◆ What you are asked to do: Copy the records below word for word, starting at the line that contains "path, that would be most helpful." and continuing through the end of the records.

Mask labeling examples
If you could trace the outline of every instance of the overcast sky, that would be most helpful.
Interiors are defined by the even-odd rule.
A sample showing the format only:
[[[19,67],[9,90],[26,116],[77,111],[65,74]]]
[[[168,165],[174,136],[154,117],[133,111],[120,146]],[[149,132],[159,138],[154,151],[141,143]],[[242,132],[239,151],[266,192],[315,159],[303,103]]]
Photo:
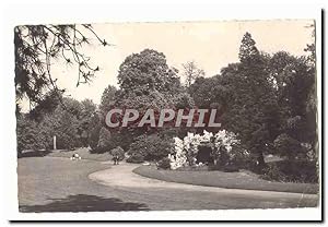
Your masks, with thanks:
[[[93,82],[75,87],[77,68],[55,62],[52,75],[58,84],[67,88],[67,95],[83,100],[92,99],[99,104],[102,93],[108,85],[117,86],[117,73],[125,58],[145,48],[155,49],[166,56],[169,67],[181,72],[181,63],[195,61],[212,76],[227,63],[238,61],[238,48],[243,35],[249,32],[259,50],[272,53],[285,50],[292,55],[305,55],[306,44],[313,41],[313,21],[238,21],[201,23],[117,23],[93,24],[99,37],[115,45],[103,47],[95,39],[82,51],[92,58],[101,71]],[[90,34],[92,37],[92,34]],[[24,109],[27,105],[23,105]]]

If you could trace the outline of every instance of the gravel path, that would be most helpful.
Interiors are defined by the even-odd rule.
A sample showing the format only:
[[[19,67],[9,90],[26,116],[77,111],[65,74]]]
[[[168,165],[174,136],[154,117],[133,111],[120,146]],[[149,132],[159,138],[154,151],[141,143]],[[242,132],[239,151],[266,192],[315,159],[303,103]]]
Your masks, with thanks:
[[[20,158],[21,212],[104,212],[315,206],[317,195],[227,190],[136,175],[138,165]]]
[[[290,192],[222,189],[203,186],[166,182],[132,172],[139,165],[121,164],[110,169],[93,172],[90,179],[108,187],[129,192],[153,195],[169,195],[176,203],[194,201],[195,204],[220,208],[303,207],[316,206],[318,195]],[[167,191],[167,192],[165,192]],[[192,208],[192,207],[190,207]]]

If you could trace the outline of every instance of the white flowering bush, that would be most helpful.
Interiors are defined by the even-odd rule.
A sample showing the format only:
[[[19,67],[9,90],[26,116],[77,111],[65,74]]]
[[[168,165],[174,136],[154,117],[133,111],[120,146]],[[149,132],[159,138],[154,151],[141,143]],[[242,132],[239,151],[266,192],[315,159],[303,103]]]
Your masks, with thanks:
[[[196,156],[198,154],[198,146],[201,144],[211,144],[212,155],[214,158],[222,155],[225,151],[229,158],[234,158],[236,154],[233,151],[233,145],[239,144],[241,141],[236,139],[236,134],[226,130],[221,130],[213,134],[212,132],[203,131],[203,134],[188,133],[184,140],[174,138],[175,154],[169,154],[171,169],[177,169],[185,166],[196,166]]]

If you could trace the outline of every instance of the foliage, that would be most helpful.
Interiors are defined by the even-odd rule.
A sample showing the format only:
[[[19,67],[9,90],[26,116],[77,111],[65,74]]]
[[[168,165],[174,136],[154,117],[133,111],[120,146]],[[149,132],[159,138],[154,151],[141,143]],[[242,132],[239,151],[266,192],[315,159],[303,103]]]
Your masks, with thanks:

◆ Full answer:
If you could trace the outline of every instance of the gravel path, that would be most helpful.
Interiors are defined by the even-odd rule.
A sample showing the format only:
[[[19,67],[9,90],[26,116],[77,111],[65,74]]]
[[[168,165],[174,136],[154,117],[133,111],[120,146]],[[149,132],[159,138],[154,151],[141,143]],[[242,132],[239,151],[266,192],[315,159],[303,103]]]
Your masks, with thanks:
[[[20,158],[21,212],[104,212],[315,206],[317,195],[227,190],[136,175],[138,165]]]
[[[290,192],[222,189],[203,186],[166,182],[132,172],[139,165],[121,164],[110,169],[93,172],[90,179],[108,187],[129,192],[153,195],[169,195],[176,203],[194,201],[195,204],[220,208],[303,207],[316,206],[318,195]],[[167,191],[167,192],[165,192]],[[192,208],[192,207],[190,207]]]

If you could trace the outline of every instance of the white flowering bush, that would be most helpful.
Interiors are defined by the even-odd rule.
A sample showing the format only:
[[[19,67],[9,90],[26,116],[77,111],[65,74]]]
[[[168,165],[174,136],[154,117],[133,111],[120,146]],[[149,132],[159,138],[154,151],[141,143]],[[242,132],[239,151],[266,192],[315,159],[303,103]]]
Your masks, with thanks:
[[[196,156],[198,154],[198,146],[201,144],[211,144],[212,155],[214,158],[222,155],[225,151],[229,158],[234,158],[236,154],[233,151],[233,145],[239,144],[241,141],[236,139],[236,134],[226,130],[221,130],[213,134],[212,132],[203,131],[203,134],[188,133],[184,140],[174,138],[175,154],[169,154],[171,169],[177,169],[185,166],[196,166]]]

If you could trace the outline of every instance of the foliage, that would be most helpful.
Interiors are defined by the even-odd rule.
A sample showing the format only:
[[[19,67],[9,90],[26,116],[77,111],[65,74]]]
[[[168,165],[174,136],[154,117],[133,111],[120,146]],[[149,132],[159,138],[154,151],[141,143]],[[242,132],[239,151],[266,192],[315,159],[303,103]]]
Your masks, with thanks:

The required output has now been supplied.